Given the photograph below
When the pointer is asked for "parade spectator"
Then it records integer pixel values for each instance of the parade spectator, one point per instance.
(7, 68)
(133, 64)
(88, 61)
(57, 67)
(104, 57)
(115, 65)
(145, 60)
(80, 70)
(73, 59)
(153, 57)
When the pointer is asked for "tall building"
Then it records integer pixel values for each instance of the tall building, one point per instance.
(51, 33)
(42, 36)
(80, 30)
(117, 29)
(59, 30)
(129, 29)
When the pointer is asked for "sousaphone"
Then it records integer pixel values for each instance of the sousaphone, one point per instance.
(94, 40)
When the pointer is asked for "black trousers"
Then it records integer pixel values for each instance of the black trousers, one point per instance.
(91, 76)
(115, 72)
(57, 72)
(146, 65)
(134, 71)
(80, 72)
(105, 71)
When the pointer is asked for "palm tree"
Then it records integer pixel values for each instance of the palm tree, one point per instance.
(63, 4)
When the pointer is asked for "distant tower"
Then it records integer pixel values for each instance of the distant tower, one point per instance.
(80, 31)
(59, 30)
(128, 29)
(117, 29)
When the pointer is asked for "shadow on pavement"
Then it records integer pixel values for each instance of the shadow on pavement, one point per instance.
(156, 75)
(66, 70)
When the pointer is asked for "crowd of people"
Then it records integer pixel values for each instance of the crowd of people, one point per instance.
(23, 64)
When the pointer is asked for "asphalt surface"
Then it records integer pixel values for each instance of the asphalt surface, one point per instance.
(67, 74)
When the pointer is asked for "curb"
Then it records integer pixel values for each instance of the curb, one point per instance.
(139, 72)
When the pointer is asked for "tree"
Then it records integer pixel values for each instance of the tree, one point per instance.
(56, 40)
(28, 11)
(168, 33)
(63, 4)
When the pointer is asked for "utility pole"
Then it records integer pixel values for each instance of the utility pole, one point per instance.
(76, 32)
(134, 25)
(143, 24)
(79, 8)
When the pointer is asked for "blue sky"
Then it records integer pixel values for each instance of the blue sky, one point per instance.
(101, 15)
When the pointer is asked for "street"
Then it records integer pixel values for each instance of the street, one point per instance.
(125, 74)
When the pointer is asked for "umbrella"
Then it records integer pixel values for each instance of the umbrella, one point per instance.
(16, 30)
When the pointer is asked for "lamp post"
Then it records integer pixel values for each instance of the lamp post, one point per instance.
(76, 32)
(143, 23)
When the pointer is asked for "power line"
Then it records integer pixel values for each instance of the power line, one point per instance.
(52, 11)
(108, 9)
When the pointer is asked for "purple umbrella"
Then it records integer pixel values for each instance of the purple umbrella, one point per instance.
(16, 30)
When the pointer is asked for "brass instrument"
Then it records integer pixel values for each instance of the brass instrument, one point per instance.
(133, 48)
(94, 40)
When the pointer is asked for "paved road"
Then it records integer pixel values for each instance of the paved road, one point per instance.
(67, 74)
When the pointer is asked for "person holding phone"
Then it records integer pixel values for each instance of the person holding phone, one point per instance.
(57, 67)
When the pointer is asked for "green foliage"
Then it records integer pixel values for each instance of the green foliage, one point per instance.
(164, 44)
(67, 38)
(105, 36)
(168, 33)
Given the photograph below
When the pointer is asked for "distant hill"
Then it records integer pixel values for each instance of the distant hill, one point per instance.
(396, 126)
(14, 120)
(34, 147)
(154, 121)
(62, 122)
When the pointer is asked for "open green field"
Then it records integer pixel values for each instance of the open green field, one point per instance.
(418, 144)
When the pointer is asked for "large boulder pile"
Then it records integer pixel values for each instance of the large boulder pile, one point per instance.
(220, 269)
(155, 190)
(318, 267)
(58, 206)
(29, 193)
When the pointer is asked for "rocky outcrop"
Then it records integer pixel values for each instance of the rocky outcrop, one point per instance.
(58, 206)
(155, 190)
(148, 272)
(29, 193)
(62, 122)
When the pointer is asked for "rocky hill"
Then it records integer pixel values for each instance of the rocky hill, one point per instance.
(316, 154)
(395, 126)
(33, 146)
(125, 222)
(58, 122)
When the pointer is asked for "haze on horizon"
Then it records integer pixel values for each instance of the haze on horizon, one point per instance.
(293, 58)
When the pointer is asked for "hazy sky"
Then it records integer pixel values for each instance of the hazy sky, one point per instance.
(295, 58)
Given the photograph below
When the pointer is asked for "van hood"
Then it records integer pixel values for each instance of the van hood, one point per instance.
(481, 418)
........
» What this task involves: Would you write out all of the data again, unchanged?

» Result:
Given the photograph below
When the pointer is asked for "parade spectator"
Then it records integer pixel values for each instance of the parade spectator, one point per instance.
(7, 68)
(133, 64)
(88, 61)
(57, 67)
(104, 57)
(115, 65)
(145, 60)
(80, 70)
(73, 59)
(153, 57)
When the pointer is asked for "tall building"
Then it records integer pixel values for each instance of the tall building, one point per instance.
(51, 33)
(42, 36)
(80, 30)
(117, 29)
(59, 30)
(129, 29)
When the pointer is asked for "sousaphone"
Then it records integer pixel values for each instance of the sousaphone, one point per instance.
(94, 40)
When the pointer is asked for "black trousers"
Then it records integer pixel values for each instance of the black trousers, one point per instance.
(91, 76)
(115, 72)
(57, 72)
(146, 65)
(134, 71)
(80, 72)
(105, 71)
When the pointer is asked for "palm tree"
Then it records integer pixel values for each instance of the palm tree, one point per instance.
(63, 4)
When the pointer is asked for "distant tower"
Then it records integer pixel values for each instance of the distant tower, one point per instance.
(80, 31)
(59, 30)
(128, 29)
(117, 29)
When the pointer is asked for "shadow on pavement"
Then it records integer pixel values for each instance of the shadow on pavement, one point per instance.
(156, 75)
(66, 70)
When the pointer is asked for "crowd of people"
Then it records integer pixel values for each instance of the crowd of people, one point per instance.
(23, 64)
When the pointer is asked for "asphalt surface"
Then it records integer pixel values for each instance of the asphalt surface, one point per instance.
(67, 74)
When the pointer is asked for "curb"
Then it records integer pixel values for each instance of the curb, one point per instance.
(139, 72)
When the pointer is asked for "tree"
Then it records integer pixel values for each instance of the tree, one point per instance.
(56, 40)
(28, 11)
(168, 33)
(63, 4)
When the pointer is asked for "utility pole"
Then it records integer pixel values for each instance of the utility pole, one point per instance.
(76, 32)
(134, 25)
(143, 24)
(79, 8)
When the pointer is asked for "blue sky"
Then it records integer pixel values for each instance of the blue sky, one point per instance.
(101, 15)
When the pointer is asked for "street"
Then it records integer pixel values for each instance of the street, one point per instance.
(125, 74)
When the pointer is asked for "umbrella"
Then it records integer pixel values for each instance of the umbrella, one point per instance.
(16, 30)
When the pointer is asked for "lamp post"
Then it records integer pixel values for each instance of the lamp post, one point per instance.
(76, 32)
(143, 23)
When the pointer is asked for "power line"
Then it records integer pixel values for each instance of the power line, one point per instance.
(52, 11)
(108, 9)
When the pointer is asked for "purple umbrella"
Then it records integer pixel values for each instance of the purple umbrella, one point per instance.
(16, 30)
When the pointer is asked for "brass instrument"
Then it records integer pixel values for each instance of the brass instrument, one point per instance.
(133, 48)
(94, 40)
When the pointer is asked for "paved road"
Then it records integer pixel values for each instance of the paved road, one point per instance.
(67, 74)
When the pointer is asked for "person holding phone"
Then it records integer pixel values for each instance of the person holding phone, one point per instance.
(57, 67)
When the pointer is asked for "green foliage"
Then it records integer pixel values for each instance of the green foliage, one point per instance.
(164, 44)
(67, 38)
(105, 36)
(168, 33)
Given the photograph below
When the pointer is asked for "distant hill"
Then it records integer pixel values for each instance of the distant hill, one point per instance.
(396, 126)
(14, 120)
(34, 147)
(154, 121)
(62, 122)
When the pointer is asked for "open green field"
Then it records integer pixel values for each instance of the open green field, one point per instance.
(418, 144)
When the pointer is asked for "large boulder pile"
Then it records integer pixel values for each instance of the large boulder pile, one point per instance.
(220, 269)
(155, 190)
(318, 267)
(58, 206)
(29, 193)
When the pointer is asked for "rocky outcrop"
Then it records integer pixel values for each instance of the rocky outcrop, one point per instance.
(58, 206)
(155, 190)
(148, 272)
(29, 193)
(62, 122)
When the pointer is asked for "rocky hill"
Then it records integer pixel values for each instance of the rocky hill, one point per instance.
(316, 154)
(395, 126)
(33, 146)
(125, 222)
(58, 122)
When the pointer is asked for "haze on horizon"
Then it records integer pixel values for each instance of the haze on horizon, one point per instance.
(293, 58)
When the pointer is asked for "hazy sky"
Then it records integer pixel values for each instance of the hazy sky, one point per instance.
(295, 58)
Given the photograph below
When the pointer is asked for "van hood"
Then it records integer pixel values for each instance of the van hood, one point per instance.
(481, 418)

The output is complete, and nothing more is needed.